#### SOURCE DOCUMENT
It was in 2017 that I first attempted meditation. My anxiety levels were all time high and I was barely able to sleep in the night. I got to know about the Headspace app and thought it would be a good way to calm my mind. Little did I know that an overactive mind when given ample amount of time and silence, can churn out most horrible imageries of the future. I ruminated over the past experiences and worried about what might become of the future during the meditation time. Needless to say it did more harm than good and I was a wreck for weeks. Thus ended my first attempt at meditation.
Around the first week of August, when we were still trying to make sense of the looming pandemic, chicken pox attacked me. It was a blessing in disguise. I was having panic attacks because of work stress and I all I wanted was to take a break. So when the blisters started coming out, I was relieved. It gave me a two weeks of time to reflect upon how I fared through the last few months and how I want to tackle the next few months of 2020. I was also becoming active in medium and it gave me a ton of essays on the benefits of meditation. I thought it would be worth to give meditation another try.
First thing I wanted to acknowledge is that I am much more comfortable with the person I am than I was three years ago. So even though I was having panic attacks, I knew that it is just a phase. I was more accepting of my issues than I was ever before. I believe that it is an important aspect to consider if you want to start meditation.
I downloaded Headspace again as I read that it is the best meditation app even now. I tried the trial version for a week. I understood that I was trying to get rid of my thoughts when I first tried meditation. And was rather too harsh on myself at that time. This time around I was patient with myself and I was able to recognize whenever my mind wandered off. Unlike last time, I was not swept away by my own thoughts. The thoughts came and went as I concentrated in my breath. It is a liberating feeling to not to be trapped in my own head. I user the sleep casts and sleep meditation at night to make myself sleep better. So after one week of trial, I directly opted for an year's subscription.

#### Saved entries
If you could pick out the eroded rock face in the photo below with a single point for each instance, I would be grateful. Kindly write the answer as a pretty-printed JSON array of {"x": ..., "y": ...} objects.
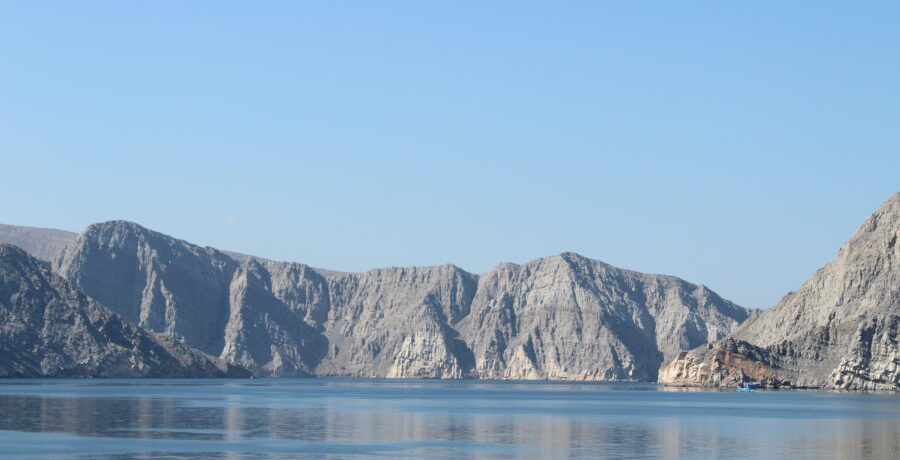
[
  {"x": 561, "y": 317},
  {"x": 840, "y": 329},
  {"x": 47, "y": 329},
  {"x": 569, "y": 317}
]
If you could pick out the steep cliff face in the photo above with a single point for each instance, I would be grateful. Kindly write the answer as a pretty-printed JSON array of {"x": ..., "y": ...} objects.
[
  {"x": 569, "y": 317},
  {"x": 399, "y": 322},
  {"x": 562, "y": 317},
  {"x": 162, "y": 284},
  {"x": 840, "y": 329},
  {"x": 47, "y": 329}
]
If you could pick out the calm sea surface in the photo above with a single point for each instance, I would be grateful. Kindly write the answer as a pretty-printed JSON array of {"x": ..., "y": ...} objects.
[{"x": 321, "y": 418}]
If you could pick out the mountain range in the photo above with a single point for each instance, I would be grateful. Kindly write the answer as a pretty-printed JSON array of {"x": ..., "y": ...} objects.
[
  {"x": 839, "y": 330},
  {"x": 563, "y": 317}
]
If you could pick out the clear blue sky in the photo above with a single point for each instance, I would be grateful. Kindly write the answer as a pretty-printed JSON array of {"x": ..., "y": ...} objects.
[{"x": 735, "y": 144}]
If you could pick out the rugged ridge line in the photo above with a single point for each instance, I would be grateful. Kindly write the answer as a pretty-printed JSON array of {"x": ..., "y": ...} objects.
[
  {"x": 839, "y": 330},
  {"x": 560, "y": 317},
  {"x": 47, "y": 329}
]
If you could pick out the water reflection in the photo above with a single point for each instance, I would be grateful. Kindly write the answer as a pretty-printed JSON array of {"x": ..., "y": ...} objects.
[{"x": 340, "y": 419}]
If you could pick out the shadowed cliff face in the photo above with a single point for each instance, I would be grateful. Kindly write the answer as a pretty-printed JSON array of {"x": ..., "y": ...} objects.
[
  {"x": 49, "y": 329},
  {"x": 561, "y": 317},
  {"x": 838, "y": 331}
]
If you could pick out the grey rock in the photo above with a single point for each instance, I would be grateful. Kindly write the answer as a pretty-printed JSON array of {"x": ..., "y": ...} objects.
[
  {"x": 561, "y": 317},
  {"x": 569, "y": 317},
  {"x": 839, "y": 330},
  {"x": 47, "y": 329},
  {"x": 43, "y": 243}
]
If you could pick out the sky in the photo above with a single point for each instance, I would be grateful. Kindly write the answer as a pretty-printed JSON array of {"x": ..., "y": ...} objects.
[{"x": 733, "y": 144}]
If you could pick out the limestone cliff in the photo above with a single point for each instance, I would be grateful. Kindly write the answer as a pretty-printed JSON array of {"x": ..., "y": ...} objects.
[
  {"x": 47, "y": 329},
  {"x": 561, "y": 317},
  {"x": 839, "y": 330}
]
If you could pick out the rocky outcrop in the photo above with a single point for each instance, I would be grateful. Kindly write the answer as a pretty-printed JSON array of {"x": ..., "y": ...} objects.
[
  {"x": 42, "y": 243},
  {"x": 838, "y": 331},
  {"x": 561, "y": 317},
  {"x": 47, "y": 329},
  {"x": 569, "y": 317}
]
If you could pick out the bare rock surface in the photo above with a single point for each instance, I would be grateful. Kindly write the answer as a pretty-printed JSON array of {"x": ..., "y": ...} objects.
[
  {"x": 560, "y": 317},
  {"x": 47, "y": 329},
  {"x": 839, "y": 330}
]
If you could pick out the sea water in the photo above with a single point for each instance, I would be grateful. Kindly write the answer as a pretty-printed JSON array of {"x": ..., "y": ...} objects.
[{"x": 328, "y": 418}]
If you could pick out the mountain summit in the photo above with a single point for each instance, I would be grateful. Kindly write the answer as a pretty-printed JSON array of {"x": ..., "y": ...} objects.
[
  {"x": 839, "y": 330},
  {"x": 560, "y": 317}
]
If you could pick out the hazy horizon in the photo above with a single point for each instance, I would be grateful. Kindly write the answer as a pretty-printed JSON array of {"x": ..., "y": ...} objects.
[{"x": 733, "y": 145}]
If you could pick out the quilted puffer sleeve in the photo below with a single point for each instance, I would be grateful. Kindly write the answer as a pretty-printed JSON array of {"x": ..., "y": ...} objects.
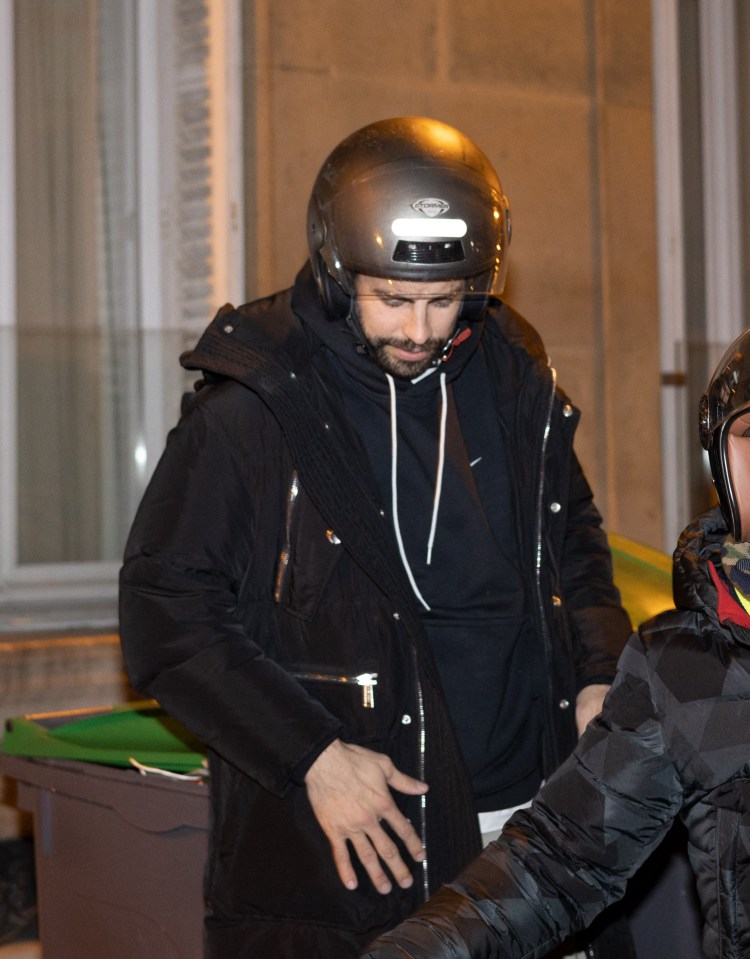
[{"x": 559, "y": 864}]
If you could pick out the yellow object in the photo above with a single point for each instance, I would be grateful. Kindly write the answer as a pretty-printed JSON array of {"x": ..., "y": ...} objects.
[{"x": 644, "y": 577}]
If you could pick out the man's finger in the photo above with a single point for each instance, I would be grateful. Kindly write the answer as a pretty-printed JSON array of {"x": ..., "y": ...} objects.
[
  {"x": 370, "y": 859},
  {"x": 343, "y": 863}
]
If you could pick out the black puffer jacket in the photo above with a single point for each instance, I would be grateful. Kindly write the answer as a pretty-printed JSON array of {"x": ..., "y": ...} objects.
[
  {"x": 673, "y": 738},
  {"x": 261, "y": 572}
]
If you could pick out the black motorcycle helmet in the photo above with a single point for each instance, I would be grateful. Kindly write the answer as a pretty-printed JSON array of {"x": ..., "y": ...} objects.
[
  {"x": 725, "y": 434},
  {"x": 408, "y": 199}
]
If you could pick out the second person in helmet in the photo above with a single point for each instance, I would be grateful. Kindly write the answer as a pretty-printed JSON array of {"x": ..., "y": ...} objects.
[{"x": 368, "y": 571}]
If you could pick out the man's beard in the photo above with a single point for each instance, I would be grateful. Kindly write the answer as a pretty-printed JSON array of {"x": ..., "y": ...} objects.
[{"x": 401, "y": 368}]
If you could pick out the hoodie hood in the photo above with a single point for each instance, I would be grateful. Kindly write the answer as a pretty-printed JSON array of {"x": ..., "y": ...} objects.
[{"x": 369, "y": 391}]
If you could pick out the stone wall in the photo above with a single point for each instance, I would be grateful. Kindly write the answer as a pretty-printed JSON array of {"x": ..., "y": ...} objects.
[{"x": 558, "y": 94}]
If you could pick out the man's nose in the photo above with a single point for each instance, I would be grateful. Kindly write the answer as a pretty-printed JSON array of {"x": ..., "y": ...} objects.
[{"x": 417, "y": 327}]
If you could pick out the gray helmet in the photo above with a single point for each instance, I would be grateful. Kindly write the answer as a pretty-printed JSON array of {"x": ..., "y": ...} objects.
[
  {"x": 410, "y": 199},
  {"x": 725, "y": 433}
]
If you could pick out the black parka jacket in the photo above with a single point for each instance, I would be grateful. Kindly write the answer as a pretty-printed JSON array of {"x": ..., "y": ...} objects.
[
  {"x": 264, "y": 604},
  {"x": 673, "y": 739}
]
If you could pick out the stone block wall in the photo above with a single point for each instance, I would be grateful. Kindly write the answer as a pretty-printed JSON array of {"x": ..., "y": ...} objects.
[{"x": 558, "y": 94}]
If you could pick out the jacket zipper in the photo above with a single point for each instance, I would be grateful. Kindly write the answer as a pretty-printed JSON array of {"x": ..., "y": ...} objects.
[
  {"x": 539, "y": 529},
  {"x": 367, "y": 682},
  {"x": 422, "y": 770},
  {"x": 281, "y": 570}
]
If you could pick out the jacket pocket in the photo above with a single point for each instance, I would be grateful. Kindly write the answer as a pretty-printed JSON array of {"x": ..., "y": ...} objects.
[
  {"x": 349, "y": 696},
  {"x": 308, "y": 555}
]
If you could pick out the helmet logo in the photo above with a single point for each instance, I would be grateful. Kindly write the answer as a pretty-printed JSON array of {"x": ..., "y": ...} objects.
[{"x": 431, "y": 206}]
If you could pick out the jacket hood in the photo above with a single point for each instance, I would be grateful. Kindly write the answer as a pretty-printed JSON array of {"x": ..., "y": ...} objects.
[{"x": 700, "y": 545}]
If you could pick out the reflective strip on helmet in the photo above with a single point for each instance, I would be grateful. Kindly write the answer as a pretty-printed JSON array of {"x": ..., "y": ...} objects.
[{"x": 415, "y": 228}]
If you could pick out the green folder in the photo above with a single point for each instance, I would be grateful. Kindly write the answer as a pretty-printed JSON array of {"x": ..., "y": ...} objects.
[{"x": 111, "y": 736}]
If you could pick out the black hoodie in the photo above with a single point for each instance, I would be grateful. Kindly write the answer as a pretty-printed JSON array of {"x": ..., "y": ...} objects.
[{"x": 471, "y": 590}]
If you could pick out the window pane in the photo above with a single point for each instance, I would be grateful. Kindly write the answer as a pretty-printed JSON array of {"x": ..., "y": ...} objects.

#### WORK TASK 1
Answer these questions from the meditation essay.
(a) In what year did the writer first try meditation?
(b) What illness struck the writer around the first week of August?
(c) For how long did the writer use the trial version of Headspace the second time?
#### WORK TASK 2
Proceed with the meditation essay, picking up after its final sentence.
None of the saved entries is needed here.

#### WRITTEN REPLY 1
(a) 2017
(b) Chicken pox
(c) One week

#### WRITTEN REPLY 2
It's been 90 days since I started meditation. I cannot say that my life has changed drastically. But it has definitely enabled me to pay close attention to the here and now. I am more aware of the triggers that cause me distress and my rumination has reduced considerably. That doesn't mean that I feel peaceful all the time. It is the wrong kind of expectation everyone has from meditation. I am writing this after 15 minutes of meditation to relieve the anxiety about a deadline I am facing at work. So please don't have unrealistic expectations.
If you are a worry wort like me and already having a plate full of issues that you don't know how to handle, you will feel better if you are getting some help from someone who is a trainer. But trying meditation with an app when you yourself is not in control of your thoughts is not a very good idea. I came to meditation after an year of daily journaling and yoga practice. Both has helped me to have a better grip on my mind. I believe that it is all these small actions together that can help us to have some sort of calmness in this terrible world. We cannot expect wonders from meditation alone.